**Material for this task**
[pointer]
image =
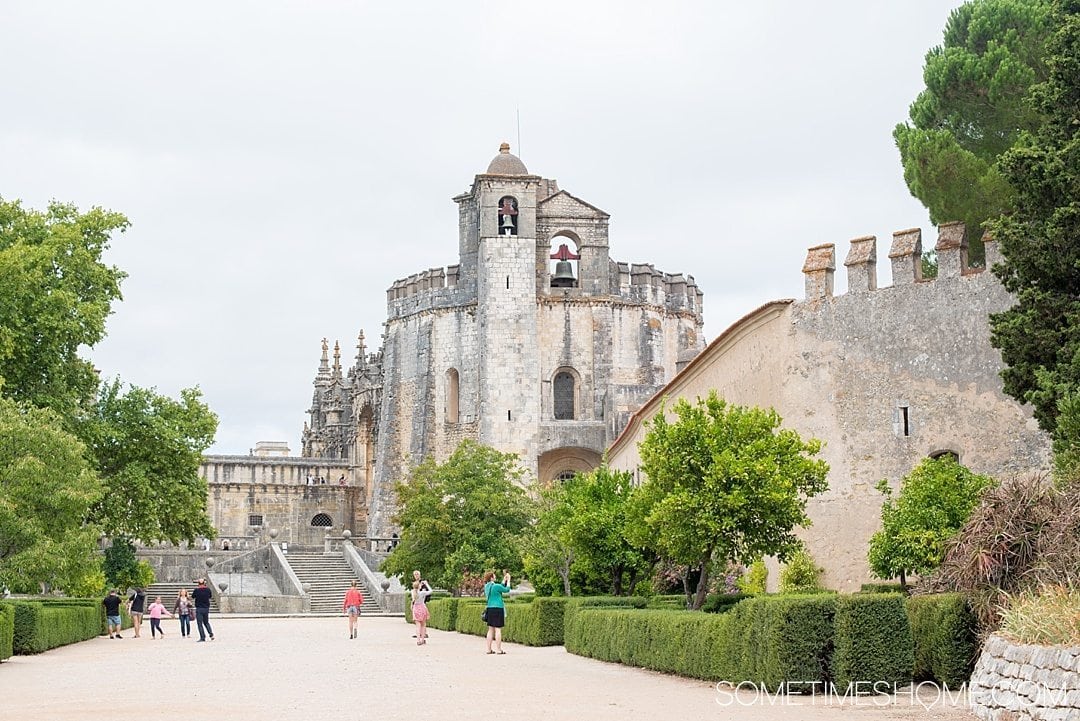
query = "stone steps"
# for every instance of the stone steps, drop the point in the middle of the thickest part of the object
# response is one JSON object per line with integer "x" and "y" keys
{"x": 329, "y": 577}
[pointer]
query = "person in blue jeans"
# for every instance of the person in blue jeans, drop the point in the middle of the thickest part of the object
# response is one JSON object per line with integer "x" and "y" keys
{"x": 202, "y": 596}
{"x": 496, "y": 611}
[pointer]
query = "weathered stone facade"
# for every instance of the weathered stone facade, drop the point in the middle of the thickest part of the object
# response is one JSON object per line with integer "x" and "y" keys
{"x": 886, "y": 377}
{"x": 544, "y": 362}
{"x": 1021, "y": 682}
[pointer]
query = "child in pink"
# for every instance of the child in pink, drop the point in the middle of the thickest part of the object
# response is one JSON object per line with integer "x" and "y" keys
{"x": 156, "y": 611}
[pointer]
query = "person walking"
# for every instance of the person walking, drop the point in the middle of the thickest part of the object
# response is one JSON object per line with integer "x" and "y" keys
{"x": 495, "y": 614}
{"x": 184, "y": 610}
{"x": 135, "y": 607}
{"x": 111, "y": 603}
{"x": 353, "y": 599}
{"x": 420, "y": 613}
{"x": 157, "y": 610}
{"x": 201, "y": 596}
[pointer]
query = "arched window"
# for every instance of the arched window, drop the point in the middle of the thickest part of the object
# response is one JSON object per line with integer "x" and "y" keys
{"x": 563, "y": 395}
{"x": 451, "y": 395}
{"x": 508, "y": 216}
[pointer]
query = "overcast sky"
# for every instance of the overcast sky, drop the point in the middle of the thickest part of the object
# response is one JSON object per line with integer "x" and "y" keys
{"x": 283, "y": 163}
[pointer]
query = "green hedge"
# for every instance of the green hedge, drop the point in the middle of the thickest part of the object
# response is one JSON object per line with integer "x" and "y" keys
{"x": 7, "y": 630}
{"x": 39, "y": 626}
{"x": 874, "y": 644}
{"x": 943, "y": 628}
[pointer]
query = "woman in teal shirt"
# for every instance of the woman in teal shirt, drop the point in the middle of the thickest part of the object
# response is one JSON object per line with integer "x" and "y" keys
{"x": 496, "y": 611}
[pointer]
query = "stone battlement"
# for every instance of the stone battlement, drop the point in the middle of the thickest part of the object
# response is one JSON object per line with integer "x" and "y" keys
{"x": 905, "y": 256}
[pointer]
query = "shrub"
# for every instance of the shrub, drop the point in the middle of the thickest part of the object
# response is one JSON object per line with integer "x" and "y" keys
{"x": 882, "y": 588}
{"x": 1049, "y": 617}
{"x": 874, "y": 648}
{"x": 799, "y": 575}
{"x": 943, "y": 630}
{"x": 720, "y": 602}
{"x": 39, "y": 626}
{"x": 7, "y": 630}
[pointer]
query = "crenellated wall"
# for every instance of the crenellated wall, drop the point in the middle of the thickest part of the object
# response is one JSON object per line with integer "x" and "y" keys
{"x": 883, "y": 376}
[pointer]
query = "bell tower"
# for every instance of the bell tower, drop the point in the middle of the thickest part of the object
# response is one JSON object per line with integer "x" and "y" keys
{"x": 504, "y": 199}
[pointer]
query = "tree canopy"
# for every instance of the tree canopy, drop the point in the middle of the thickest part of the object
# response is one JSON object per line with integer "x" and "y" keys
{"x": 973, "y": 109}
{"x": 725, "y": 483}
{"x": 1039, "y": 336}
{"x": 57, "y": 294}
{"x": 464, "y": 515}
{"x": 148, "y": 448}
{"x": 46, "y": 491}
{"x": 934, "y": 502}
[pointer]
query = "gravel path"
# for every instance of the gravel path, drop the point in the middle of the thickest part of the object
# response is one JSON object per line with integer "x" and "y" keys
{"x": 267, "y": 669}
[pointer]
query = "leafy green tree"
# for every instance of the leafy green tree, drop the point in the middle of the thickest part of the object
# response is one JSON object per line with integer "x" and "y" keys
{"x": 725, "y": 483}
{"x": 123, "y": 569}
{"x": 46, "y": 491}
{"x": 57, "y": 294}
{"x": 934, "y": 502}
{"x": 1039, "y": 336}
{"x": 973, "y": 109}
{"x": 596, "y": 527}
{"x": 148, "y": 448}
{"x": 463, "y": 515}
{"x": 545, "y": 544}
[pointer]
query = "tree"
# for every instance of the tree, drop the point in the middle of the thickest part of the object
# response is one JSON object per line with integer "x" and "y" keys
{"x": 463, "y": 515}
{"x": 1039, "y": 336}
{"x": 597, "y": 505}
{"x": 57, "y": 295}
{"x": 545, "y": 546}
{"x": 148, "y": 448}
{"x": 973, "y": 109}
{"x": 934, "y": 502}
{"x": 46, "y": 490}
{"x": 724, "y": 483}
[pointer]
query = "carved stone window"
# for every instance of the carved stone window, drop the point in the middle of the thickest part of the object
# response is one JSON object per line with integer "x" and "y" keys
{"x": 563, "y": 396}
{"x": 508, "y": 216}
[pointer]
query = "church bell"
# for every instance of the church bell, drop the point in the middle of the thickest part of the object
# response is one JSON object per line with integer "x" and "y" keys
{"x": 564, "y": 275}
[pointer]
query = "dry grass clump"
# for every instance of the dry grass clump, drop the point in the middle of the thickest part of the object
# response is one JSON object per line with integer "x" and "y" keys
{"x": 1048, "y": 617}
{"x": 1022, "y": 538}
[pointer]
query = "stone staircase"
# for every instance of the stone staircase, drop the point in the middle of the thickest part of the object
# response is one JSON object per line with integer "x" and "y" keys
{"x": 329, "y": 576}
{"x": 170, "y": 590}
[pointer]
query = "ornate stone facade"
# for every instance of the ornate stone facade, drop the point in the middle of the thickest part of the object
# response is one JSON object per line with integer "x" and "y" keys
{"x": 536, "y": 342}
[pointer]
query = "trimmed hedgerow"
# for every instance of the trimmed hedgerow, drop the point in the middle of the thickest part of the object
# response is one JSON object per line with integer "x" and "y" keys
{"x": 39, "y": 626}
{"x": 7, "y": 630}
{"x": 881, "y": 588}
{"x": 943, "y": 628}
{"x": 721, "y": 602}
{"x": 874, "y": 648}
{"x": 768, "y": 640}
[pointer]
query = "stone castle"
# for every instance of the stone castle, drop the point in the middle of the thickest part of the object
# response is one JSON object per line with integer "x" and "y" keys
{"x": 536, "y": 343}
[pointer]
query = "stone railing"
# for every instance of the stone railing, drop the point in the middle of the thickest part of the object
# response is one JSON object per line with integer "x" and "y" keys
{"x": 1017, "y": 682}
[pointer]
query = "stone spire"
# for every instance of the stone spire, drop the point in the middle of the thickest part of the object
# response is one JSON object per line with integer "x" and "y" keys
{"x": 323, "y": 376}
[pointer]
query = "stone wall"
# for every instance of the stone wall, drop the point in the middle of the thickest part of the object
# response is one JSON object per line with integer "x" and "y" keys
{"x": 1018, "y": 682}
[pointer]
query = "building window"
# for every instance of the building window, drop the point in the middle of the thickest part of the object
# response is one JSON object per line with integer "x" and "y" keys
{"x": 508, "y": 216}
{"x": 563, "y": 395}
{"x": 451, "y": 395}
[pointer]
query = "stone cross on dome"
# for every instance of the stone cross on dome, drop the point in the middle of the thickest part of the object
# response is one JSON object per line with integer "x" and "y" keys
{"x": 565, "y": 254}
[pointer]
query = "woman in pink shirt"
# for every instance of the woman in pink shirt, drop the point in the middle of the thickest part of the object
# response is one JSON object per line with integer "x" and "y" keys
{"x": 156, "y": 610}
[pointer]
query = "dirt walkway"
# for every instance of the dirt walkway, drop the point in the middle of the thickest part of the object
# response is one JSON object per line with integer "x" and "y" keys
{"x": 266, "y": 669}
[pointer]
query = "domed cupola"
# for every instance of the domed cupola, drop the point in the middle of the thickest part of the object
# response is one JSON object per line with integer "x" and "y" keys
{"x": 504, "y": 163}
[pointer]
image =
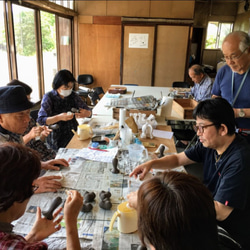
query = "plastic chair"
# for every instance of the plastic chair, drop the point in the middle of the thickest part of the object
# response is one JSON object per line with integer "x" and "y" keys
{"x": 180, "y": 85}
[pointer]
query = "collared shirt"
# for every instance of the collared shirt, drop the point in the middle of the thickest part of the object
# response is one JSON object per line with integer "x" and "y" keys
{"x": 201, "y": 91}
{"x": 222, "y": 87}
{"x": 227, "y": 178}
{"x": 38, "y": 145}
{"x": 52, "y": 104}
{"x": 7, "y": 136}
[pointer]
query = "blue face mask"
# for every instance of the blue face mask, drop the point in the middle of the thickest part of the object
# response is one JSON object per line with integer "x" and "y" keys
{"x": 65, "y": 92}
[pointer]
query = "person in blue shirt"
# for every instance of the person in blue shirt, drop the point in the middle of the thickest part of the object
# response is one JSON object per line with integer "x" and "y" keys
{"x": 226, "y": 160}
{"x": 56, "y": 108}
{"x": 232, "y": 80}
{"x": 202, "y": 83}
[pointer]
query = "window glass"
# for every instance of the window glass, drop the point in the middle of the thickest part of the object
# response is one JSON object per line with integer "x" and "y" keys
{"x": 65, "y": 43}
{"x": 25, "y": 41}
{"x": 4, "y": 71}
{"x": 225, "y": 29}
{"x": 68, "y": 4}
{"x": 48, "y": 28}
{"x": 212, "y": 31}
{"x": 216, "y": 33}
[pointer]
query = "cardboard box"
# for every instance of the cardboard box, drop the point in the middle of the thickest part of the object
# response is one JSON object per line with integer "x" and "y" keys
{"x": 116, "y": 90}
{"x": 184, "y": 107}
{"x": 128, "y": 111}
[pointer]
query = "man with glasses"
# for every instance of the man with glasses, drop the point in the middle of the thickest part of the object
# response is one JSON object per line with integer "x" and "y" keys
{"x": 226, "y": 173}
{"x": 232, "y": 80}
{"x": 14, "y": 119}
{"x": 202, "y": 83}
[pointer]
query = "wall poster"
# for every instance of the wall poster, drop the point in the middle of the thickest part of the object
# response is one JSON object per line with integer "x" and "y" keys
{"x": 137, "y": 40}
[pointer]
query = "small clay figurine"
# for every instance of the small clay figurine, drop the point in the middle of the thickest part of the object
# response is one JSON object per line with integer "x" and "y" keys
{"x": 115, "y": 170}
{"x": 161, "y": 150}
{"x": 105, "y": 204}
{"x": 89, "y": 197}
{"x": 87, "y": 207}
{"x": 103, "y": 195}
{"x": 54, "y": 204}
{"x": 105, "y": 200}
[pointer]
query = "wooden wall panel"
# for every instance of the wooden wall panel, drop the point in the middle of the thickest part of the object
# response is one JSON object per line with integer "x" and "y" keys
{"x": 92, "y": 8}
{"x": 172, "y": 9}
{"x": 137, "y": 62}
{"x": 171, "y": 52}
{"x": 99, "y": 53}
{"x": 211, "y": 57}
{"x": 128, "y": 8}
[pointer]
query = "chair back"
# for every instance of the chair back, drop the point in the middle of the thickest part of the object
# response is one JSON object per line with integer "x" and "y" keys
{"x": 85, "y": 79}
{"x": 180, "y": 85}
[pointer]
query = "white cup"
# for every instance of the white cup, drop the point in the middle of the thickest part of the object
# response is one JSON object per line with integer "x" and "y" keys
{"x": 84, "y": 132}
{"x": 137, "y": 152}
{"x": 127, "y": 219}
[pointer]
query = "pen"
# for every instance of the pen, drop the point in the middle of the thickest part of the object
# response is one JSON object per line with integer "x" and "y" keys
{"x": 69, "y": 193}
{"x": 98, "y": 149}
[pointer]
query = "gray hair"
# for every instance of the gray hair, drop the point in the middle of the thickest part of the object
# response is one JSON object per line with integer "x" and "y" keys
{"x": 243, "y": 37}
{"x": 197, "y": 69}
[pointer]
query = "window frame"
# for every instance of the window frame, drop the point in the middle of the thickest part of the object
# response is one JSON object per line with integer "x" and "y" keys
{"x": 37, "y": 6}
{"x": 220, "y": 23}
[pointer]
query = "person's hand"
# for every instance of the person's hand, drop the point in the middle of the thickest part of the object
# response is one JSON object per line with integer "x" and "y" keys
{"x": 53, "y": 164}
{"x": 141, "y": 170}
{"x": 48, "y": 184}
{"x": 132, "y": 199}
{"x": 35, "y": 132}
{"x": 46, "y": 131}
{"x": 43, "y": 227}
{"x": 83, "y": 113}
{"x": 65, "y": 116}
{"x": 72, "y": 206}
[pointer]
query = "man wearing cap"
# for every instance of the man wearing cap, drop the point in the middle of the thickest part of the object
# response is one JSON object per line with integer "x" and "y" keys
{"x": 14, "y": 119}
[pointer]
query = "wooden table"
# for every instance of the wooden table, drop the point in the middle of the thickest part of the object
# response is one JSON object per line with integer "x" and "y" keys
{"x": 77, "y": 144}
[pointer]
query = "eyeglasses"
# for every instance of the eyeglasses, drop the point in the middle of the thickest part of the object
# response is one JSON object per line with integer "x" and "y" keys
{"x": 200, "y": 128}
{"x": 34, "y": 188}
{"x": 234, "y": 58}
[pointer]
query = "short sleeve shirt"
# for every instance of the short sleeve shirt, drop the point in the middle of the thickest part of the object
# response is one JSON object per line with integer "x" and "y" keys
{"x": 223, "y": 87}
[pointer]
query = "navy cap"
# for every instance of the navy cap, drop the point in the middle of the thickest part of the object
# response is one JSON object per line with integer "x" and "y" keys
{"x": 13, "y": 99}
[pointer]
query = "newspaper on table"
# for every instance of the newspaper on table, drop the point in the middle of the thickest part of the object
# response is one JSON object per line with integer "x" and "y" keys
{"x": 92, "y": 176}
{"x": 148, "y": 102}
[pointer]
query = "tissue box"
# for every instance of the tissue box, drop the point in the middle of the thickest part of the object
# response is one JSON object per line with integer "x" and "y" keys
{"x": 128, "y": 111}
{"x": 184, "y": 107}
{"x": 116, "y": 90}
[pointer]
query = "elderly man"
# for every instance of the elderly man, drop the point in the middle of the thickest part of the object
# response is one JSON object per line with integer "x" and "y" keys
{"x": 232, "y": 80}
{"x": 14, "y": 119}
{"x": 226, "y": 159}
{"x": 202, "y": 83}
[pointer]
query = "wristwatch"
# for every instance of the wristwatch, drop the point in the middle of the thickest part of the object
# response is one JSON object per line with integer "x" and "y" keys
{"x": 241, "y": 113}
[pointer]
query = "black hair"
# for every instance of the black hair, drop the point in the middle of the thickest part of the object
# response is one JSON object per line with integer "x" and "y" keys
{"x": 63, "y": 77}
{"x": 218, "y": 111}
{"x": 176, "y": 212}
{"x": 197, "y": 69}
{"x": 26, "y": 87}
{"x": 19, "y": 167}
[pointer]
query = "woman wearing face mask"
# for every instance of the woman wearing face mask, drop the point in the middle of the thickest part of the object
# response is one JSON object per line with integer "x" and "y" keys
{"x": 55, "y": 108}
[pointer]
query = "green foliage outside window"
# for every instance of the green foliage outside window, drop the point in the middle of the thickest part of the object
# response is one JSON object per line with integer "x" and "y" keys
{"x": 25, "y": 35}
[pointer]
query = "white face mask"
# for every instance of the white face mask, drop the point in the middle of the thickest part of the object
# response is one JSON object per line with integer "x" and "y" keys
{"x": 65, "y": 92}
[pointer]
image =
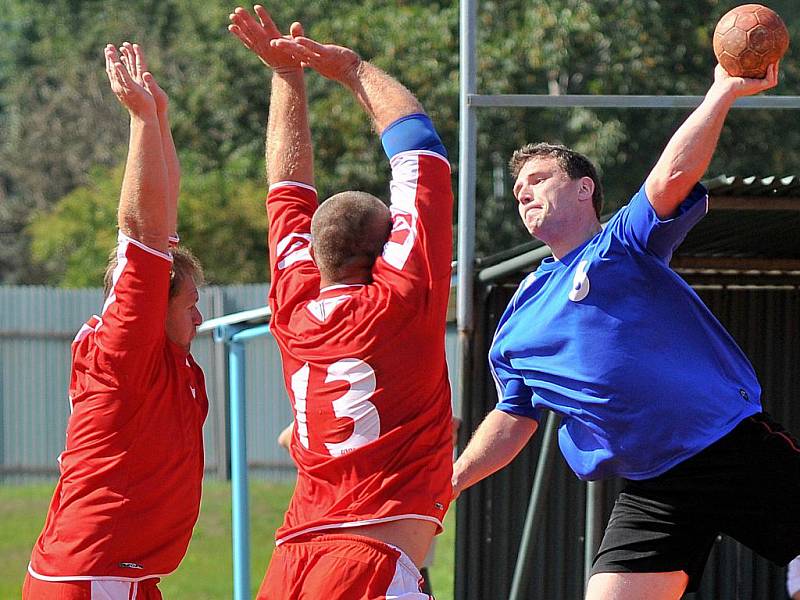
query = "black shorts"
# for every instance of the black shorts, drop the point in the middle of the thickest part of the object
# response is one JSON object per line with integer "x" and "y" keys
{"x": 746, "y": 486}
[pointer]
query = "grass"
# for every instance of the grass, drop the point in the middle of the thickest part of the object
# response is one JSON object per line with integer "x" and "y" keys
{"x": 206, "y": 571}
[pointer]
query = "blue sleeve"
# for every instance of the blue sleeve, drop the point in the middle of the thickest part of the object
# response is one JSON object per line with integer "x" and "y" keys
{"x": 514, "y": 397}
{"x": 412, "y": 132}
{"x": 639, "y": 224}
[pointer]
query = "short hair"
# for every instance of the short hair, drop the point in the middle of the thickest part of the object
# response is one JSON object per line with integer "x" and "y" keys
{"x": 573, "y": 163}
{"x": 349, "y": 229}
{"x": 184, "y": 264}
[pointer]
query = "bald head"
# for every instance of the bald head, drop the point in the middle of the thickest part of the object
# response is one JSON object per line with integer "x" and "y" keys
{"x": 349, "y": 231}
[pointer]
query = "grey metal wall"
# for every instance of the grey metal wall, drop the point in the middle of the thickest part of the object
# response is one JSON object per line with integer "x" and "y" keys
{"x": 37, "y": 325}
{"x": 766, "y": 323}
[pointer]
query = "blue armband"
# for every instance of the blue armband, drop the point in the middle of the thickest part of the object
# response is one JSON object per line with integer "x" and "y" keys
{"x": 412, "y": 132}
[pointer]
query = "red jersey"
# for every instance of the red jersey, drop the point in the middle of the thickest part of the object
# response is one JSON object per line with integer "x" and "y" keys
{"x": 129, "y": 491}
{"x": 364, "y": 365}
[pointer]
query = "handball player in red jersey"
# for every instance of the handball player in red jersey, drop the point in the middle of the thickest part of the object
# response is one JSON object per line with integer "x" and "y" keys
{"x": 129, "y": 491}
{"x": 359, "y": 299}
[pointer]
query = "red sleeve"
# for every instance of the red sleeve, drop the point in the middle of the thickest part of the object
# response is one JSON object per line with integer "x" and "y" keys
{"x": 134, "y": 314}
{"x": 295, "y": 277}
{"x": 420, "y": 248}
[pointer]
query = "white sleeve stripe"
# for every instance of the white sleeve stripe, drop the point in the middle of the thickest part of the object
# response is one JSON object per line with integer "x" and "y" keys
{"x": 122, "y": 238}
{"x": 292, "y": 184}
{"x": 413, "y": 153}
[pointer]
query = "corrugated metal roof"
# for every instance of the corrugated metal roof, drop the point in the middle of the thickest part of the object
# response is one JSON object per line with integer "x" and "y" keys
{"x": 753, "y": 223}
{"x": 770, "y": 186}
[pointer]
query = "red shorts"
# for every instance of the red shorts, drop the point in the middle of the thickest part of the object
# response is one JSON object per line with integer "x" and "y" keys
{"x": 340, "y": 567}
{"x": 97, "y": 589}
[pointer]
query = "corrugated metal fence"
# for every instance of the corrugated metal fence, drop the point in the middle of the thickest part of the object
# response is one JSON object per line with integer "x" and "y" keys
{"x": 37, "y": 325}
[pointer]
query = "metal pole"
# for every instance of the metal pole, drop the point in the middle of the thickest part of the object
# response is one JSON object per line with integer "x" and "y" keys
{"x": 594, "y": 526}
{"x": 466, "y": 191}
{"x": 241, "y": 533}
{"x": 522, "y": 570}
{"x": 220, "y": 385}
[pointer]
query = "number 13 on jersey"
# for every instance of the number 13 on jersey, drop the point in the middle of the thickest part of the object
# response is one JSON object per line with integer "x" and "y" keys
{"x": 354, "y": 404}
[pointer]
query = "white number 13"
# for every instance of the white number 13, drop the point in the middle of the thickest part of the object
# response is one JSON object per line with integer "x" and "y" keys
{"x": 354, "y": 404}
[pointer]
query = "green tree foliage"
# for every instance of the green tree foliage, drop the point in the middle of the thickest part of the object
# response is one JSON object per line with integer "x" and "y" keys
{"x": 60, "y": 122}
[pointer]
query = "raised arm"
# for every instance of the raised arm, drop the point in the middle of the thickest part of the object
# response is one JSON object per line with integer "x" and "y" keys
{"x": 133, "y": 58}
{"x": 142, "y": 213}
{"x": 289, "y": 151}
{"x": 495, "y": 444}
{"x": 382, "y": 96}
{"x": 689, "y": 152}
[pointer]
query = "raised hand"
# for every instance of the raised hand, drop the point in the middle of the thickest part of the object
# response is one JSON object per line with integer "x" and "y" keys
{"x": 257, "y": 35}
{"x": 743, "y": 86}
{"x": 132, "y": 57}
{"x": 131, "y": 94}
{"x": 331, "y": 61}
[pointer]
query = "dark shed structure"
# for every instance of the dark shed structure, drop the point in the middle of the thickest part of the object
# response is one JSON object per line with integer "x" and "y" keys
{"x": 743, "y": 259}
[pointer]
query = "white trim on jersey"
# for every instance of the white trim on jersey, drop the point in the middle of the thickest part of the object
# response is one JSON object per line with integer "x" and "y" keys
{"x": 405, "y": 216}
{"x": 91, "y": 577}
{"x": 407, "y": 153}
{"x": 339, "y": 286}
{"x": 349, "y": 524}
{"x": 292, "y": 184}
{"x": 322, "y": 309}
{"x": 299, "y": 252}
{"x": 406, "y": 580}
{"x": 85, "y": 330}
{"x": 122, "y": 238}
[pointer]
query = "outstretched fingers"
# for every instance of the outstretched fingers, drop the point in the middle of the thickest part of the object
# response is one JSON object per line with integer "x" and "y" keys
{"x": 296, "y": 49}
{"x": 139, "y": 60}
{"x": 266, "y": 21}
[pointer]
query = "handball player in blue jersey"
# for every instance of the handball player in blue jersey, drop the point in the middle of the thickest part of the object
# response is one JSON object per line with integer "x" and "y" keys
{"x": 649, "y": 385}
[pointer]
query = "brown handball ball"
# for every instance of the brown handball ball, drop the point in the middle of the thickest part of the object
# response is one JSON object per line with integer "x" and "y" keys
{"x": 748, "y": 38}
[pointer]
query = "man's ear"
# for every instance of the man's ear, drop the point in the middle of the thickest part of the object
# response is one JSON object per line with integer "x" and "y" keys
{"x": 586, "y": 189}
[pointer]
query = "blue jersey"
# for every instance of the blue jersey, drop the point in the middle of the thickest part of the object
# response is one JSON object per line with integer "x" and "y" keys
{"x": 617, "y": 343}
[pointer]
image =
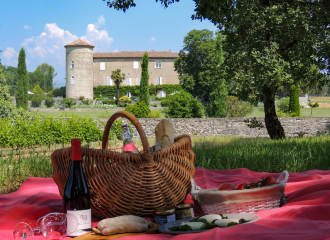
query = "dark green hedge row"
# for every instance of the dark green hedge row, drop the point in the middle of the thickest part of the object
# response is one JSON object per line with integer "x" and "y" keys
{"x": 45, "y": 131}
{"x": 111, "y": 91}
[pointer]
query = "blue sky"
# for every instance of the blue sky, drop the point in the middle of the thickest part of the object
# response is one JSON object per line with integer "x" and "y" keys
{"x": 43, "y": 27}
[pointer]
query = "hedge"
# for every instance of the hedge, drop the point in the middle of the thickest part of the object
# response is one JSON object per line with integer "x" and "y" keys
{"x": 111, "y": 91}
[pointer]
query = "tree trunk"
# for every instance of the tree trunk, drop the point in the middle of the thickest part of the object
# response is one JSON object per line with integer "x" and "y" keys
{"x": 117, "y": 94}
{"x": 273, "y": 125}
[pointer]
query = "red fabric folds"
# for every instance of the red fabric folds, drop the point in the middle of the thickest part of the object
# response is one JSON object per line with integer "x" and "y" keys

**Exercise details**
Show each line from the listing above that includes the word "building".

**Answer to the exercise**
query = "building window"
# for every instance of the building window, drop the point in the middle of the thickest part of the object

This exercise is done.